(Collected data entries)
================

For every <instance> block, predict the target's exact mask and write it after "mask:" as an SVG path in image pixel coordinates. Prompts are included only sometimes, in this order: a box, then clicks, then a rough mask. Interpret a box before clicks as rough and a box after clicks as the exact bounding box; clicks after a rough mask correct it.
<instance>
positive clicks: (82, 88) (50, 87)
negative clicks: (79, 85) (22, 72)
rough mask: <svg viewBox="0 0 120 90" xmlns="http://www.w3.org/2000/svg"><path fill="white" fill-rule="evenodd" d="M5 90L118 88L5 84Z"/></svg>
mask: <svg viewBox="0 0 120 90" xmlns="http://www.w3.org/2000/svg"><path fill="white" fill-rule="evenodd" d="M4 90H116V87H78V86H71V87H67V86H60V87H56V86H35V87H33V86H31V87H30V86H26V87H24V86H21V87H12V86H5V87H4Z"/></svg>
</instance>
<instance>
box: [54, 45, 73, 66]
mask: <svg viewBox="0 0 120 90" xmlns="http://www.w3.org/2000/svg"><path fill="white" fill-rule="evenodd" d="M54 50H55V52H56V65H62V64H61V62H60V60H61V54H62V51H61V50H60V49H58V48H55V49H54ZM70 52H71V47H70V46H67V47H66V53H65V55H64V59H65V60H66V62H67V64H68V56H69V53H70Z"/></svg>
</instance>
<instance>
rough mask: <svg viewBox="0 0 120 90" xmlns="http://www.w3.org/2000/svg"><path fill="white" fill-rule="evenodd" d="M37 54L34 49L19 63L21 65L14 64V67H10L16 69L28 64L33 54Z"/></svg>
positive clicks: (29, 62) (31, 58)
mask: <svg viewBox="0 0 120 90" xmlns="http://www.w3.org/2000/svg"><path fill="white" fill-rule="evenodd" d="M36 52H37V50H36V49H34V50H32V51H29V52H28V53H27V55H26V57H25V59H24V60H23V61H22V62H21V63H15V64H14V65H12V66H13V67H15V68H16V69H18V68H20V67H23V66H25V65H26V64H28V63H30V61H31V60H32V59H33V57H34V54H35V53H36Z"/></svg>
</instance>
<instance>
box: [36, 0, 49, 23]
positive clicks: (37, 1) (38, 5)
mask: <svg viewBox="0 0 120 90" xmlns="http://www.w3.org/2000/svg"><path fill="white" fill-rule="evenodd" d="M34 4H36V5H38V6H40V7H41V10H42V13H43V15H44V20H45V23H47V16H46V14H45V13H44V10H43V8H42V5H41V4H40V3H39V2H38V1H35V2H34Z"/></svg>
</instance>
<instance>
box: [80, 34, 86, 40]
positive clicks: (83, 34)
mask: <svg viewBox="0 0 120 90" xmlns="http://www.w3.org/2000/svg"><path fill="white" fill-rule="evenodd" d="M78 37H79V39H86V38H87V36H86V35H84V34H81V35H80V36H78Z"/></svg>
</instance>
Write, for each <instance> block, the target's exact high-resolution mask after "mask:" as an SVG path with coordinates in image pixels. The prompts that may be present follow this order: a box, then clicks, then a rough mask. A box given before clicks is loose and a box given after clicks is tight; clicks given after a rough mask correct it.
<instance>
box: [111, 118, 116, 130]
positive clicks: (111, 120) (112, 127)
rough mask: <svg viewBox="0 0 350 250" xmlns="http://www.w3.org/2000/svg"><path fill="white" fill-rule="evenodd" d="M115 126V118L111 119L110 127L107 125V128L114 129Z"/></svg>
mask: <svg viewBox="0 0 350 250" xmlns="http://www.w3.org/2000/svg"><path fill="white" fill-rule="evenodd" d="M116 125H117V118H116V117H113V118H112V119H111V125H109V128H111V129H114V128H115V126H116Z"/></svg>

================

DIRECTIONS FOR THIS TASK: Please output every record, keeping each line exact.

ANSWER BELOW:
For every <instance> block, predict the target's exact mask and write it after "mask:" as an SVG path in image pixel coordinates. Prompts are included only sometimes, in this order: a box, then clicks, then a rough mask. Interpret a box before clicks as rough and a box after clicks as the exact bounding box; clicks after a rough mask correct it.
<instance>
positive clicks: (82, 88) (50, 87)
negative clicks: (79, 85) (22, 72)
rough mask: <svg viewBox="0 0 120 90" xmlns="http://www.w3.org/2000/svg"><path fill="white" fill-rule="evenodd" d="M5 90L118 88L5 84Z"/></svg>
mask: <svg viewBox="0 0 120 90" xmlns="http://www.w3.org/2000/svg"><path fill="white" fill-rule="evenodd" d="M4 90H116V87H78V86H71V87H67V86H60V87H56V86H35V87H33V86H31V87H30V86H26V87H24V86H21V87H12V86H5V87H4Z"/></svg>
</instance>
<instance>
box: [54, 45, 73, 66]
mask: <svg viewBox="0 0 120 90" xmlns="http://www.w3.org/2000/svg"><path fill="white" fill-rule="evenodd" d="M54 50H55V52H56V65H62V64H61V62H60V60H61V54H62V51H61V50H60V49H58V48H55V49H54ZM70 52H71V47H70V46H67V47H66V53H65V55H64V59H65V60H66V62H67V64H68V56H69V53H70Z"/></svg>
</instance>
<instance>
rough mask: <svg viewBox="0 0 120 90" xmlns="http://www.w3.org/2000/svg"><path fill="white" fill-rule="evenodd" d="M37 54L34 49L19 63L21 65L14 64V67H10L16 69L28 64L33 54Z"/></svg>
positive clicks: (29, 62) (31, 58)
mask: <svg viewBox="0 0 120 90" xmlns="http://www.w3.org/2000/svg"><path fill="white" fill-rule="evenodd" d="M36 52H37V50H36V49H34V50H32V51H29V52H28V53H27V55H26V57H25V59H24V60H23V61H22V62H21V63H15V64H14V65H12V66H13V67H15V68H16V69H18V68H20V67H23V66H25V65H26V64H28V63H30V61H31V60H32V59H33V57H34V54H35V53H36Z"/></svg>
</instance>
<instance>
box: [36, 0, 49, 23]
positive clicks: (37, 1) (38, 5)
mask: <svg viewBox="0 0 120 90" xmlns="http://www.w3.org/2000/svg"><path fill="white" fill-rule="evenodd" d="M34 4H36V5H38V6H40V7H41V10H42V13H43V15H44V20H45V23H47V16H46V14H45V13H44V10H43V8H42V5H41V4H40V3H39V2H38V1H35V2H34Z"/></svg>
</instance>
<instance>
box: [80, 34, 86, 40]
positive clicks: (83, 34)
mask: <svg viewBox="0 0 120 90" xmlns="http://www.w3.org/2000/svg"><path fill="white" fill-rule="evenodd" d="M78 37H79V39H86V38H87V36H86V35H84V34H81V35H80V36H78Z"/></svg>
</instance>
Write, for each <instance> block, the target's exact high-resolution mask after "mask:" as an SVG path with coordinates in image pixels. The prompts that may be present follow this order: a box, then clicks, then a rough mask. A box given before clicks is loose and a box given after clicks is tight; clicks given after a rough mask correct it.
<instance>
box: [111, 118, 116, 130]
positive clicks: (111, 120) (112, 127)
rough mask: <svg viewBox="0 0 350 250" xmlns="http://www.w3.org/2000/svg"><path fill="white" fill-rule="evenodd" d="M115 126V118L111 119L110 127L107 125V128L114 129Z"/></svg>
mask: <svg viewBox="0 0 350 250" xmlns="http://www.w3.org/2000/svg"><path fill="white" fill-rule="evenodd" d="M116 125H117V118H116V117H113V118H112V119H111V125H109V128H111V129H114V128H115V126H116Z"/></svg>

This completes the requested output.